- What you are asked to do -
Copy down all of the data underneath, exactly as shown.

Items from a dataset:
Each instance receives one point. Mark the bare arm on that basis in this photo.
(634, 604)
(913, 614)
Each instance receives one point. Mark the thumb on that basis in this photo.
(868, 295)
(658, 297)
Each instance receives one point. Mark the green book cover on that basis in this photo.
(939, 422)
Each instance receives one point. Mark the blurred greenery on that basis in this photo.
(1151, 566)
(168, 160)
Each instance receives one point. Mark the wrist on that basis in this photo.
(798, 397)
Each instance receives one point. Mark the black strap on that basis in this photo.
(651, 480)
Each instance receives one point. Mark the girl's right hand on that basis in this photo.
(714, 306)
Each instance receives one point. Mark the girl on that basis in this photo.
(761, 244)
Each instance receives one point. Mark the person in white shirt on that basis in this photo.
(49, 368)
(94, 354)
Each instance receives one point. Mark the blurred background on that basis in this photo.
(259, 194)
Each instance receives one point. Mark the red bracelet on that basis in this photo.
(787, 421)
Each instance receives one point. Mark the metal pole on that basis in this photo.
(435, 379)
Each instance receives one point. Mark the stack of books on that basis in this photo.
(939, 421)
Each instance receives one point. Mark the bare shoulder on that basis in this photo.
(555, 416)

- Reply to the task -
Each instance receives one point. Mark the bare arm on that basis in this photo.
(634, 604)
(913, 614)
Each instance receives one point. Mark the thumb on that basis in this photo.
(868, 295)
(658, 297)
Each instance receives one point. Mark the green book cover on that basis in this photo.
(939, 422)
Each instance receives one point. Mark the blurred greenery on that basis in this photo.
(1151, 566)
(168, 160)
Each instance receives one point. Mark the wrist on that basis in this photo.
(798, 397)
Each instance receives one point. Mark the black strap on that basis in this photo.
(651, 480)
Each instance receives one point. Mark the girl's right hand on that basis in this photo.
(714, 306)
Each instance receives one point. Mark the girl on that basis in this photo.
(761, 244)
Each instance receives one point. Mark the person in white shirt on that basis in this photo.
(49, 368)
(94, 354)
Each instance receives one point. Mark the blurred background on that basis in this photo.
(259, 194)
Each instance receives one point. Mark the red bracelet on that basis in this photo.
(787, 421)
Each instance receives one point. Mark the metal pole on that basis in this photo.
(435, 379)
Each instance receives one point. Mark the stack of books on that basis in this photo.
(939, 421)
Each instance receives one point. Mark the bare shoulder on that basis in this photo.
(555, 416)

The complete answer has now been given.